ZU BEARBEITENDE AUFGABEN
(1) Beantworten Sie anhand des Textauszugs diese Fragen:
(a) An welchem Tag stellte Frau C. Vössing das Vorhaben der Knappschaft auf dem Kongress vor?
(b) Was sollen die Versicherten in dem geplanten Projekt erhalten?
(c) Welche beiden Mittel nimmt der Patient in dem geschilderten Beispiel ein?
(2) Geben Sie aus dem Textauszug die Passage wortgetreu wieder, die mit „Die Knappschaft Bahn-See“ beginnt und sich bis einschließlich „Arzneimitteltherapiesicherheit (AMTS) bei.“ fortsetzt.
───── TEXTAUSZUG ─────
DAZ aktuell

Warum ohne uns?

Prof. Dr. Dorothee Dartsch, Mitglied des Vorstands der Apothekerkammer Hamburg und Teilnehmerin beim 4. Kongress für Patientensicherheit bei medikamentöser Therapie, 13./14. Juni 2013, Berlin

Die Knappschaft Bahn-See hat erkannt, dass unerwünschte Arzneimittelwirkungen den Krankenkassen Kosten bescheren, und dass manche davon vermeidbar wären. So z. B. unerwünschte Wirkungen durch Interaktionen zwischen rezeptpflichtigen und im Rahmen der Selbstmedikation erhältlichen Arznei- und Nahrungsergänzungsmitteln. Sie investiert nun in Maßnahmen, um diese unerwünschten Wirkungen zu vermeiden und dadurch unter dem Strich Kosten einzusparen. Das ist zu begrüßen, denn es trägt zur Erhöhung der Arzneimitteltherapiesicherheit (AMTS) bei.

Am 14. Juni stellte die Referentin und AMTS-Projektleiterin der Knappschaft, Frau C. Vössing, auf dem 4. Deutschen Kongress für Patientensicherheit bei medikamentöser Therapie in Berlin vor, wie die Knappschaft dieses Ziel erreichen möchte: Geplant ist ein Projekt, in dem die Versicherten individualisierte Briefe erhalten sollen, die den Patienten erklären, welche weiteren nicht rezeptpflichtigen Arzneimittel aufgrund ihrer rezeptpflichtigen Medikation für sie grundsätzlich Probleme bereiten können und daher vermieden werden sollten.

Sorgen macht mir einerseits, dass das die AMTS im Einzelfall durchaus verschlechtern kann: man stelle sich z. B. vor, ein Patient nimmt seit langer Zeit sowohl Ciclosporin und Johanniskraut ein, ist gut eingestellt und setzt das Johanniskraut nun plötzlich aufgrund des Warnbriefes ab – ohne Rücksprache mit einem Heilberufler, ohne Monitoring, ohne Neueinstellung der Dosis.
───── ÜBUNGSDATEN ─────
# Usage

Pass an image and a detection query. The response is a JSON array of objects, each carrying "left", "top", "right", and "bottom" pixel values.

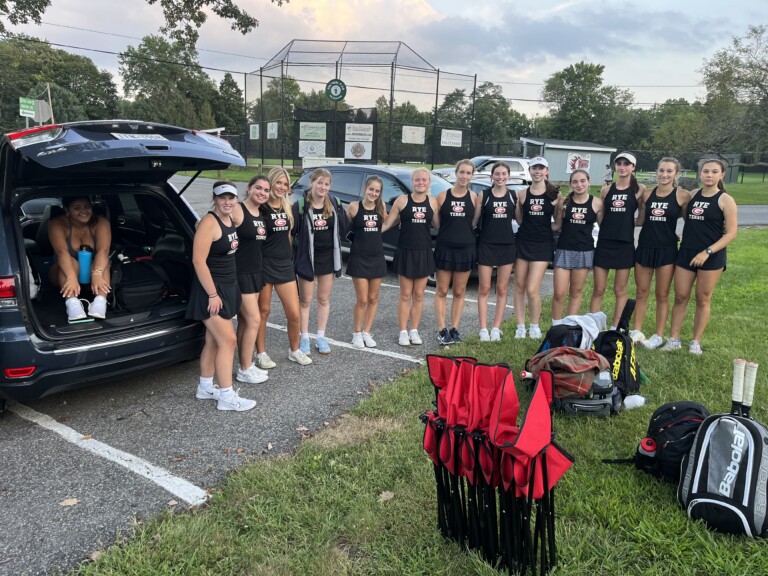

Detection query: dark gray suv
[{"left": 0, "top": 120, "right": 245, "bottom": 408}]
─────
ANTWORTEN NACH NUMMER
(1)
(a) Am 14. Juni.
(b) Individualisierte Briefe.
(c) Ciclosporin und Johanniskraut.

(2)
Die Knappschaft Bahn-See hat erkannt, dass unerwünschte Arzneimittelwirkungen den Krankenkassen Kosten bescheren, und dass manche davon vermeidbar wären. So z. B. unerwünschte Wirkungen durch Interaktionen zwischen rezeptpflichtigen und im Rahmen der Selbstmedikation erhältlichen Arznei- und Nahrungsergänzungsmitteln. Sie investiert nun in Maßnahmen, um diese unerwünschten Wirkungen zu vermeiden und dadurch unter dem Strich Kosten einzusparen. Das ist zu begrüßen, denn es trägt zur Erhöhung der Arzneimitteltherapiesicherheit (AMTS) bei.